### [SUPPLIED RECORDS]
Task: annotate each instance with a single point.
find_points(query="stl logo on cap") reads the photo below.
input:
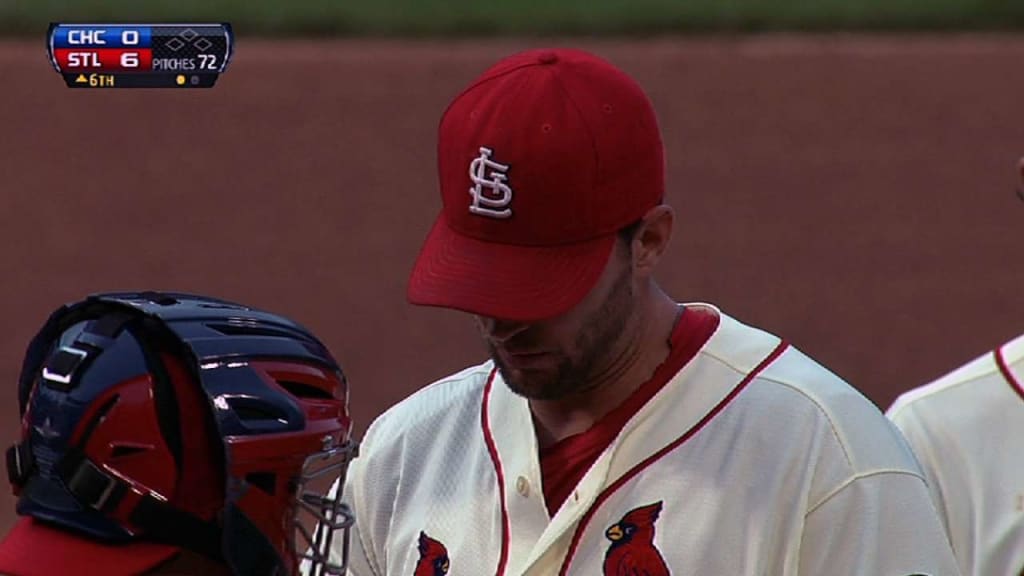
(495, 201)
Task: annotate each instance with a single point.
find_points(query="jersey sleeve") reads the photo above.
(883, 523)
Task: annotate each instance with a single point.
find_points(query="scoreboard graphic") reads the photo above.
(145, 55)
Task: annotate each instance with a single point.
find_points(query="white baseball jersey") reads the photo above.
(752, 460)
(968, 432)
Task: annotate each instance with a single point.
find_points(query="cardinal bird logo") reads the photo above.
(632, 551)
(433, 558)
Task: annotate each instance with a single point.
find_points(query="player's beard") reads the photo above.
(595, 342)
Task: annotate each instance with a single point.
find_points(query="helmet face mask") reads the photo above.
(329, 517)
(188, 421)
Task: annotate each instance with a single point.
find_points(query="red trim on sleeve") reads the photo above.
(1000, 361)
(493, 450)
(564, 463)
(582, 527)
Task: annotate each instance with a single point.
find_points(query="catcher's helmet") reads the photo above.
(158, 421)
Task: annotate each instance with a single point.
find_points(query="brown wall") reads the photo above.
(852, 195)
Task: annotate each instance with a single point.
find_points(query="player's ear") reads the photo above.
(652, 238)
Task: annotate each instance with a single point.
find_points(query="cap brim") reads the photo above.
(33, 548)
(508, 282)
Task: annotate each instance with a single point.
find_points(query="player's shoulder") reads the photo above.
(453, 398)
(980, 380)
(796, 388)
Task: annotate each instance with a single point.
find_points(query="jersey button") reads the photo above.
(522, 486)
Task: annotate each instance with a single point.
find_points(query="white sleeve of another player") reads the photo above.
(883, 523)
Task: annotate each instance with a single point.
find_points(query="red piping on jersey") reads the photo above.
(1001, 363)
(489, 440)
(607, 492)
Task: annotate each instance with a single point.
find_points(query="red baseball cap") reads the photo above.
(542, 161)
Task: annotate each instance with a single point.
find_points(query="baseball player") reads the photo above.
(175, 434)
(613, 430)
(966, 428)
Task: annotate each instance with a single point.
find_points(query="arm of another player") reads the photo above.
(882, 523)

### [TASK REQUIREMENTS]
If a record holds a picture, leave the picture out, but copy everything else exactly.

### [SOLUTION]
Task: annotate each instance with a single point.
find_points(query="stl logo on cap") reads the photo below.
input:
(495, 201)
Task: annotate each instance with a single point.
find_points(query="jersey sleeve") reads the photo above.
(883, 523)
Task: annotate each instance with a single point.
find_points(query="scoreboard graphic") reads the photo above.
(145, 55)
Task: annotate each instance with a single point.
find_points(query="white baseball jersey") reads the photo above.
(752, 460)
(968, 432)
Task: annotate each instance with a single point.
find_points(query="cardinal bird logo") reads the photo above.
(632, 551)
(433, 558)
Task: annotate each instance with a single point.
find_points(query="player's beard") reads the photo above.
(595, 342)
Task: annotate each instance with a single point.
find_points(query="helmet face mask") reads the photo above.
(329, 517)
(188, 421)
Task: annotate each instance with a single point.
find_points(query="red trim on sleeve") reads the photo above.
(1000, 361)
(493, 450)
(564, 463)
(582, 527)
Task: annotate each instance with a single point.
find_points(query="catcher's helmet") reads the photo above.
(158, 421)
Task: annotate each instance with a single point.
find_points(query="brown wall") reads the photo above.
(852, 195)
Task: annotate each instance with a single point.
find_points(query="player's ear") reads the photo above.
(652, 238)
Task: annotate each instance with a single point.
find_points(query="cap brim") reads the photo above.
(33, 548)
(508, 282)
Task: annotate each instance with a single point.
find_points(query="player's shoulder") reads the photo above.
(453, 398)
(980, 380)
(796, 388)
Task: annotate each instance with a single point.
find_points(query="jersey button") reads the photo above.
(522, 486)
Task: annotate each instance with a single point.
find_points(query="white sleeve of another player") reads the photo above.
(883, 523)
Task: annotate each instance with a single point.
find_points(query="red piping on jersey") reads the photo above.
(1001, 363)
(489, 440)
(607, 492)
Task: annotate each instance with a single point.
find_points(query="red baseball cap") reads the photo above.
(542, 161)
Task: annotate each instance with a single point.
find_points(query="baseball player") reads the photo above.
(175, 434)
(613, 430)
(966, 428)
Task: annotate each instance with a single point.
find_points(query="arm of another player") reads the photo above.
(882, 523)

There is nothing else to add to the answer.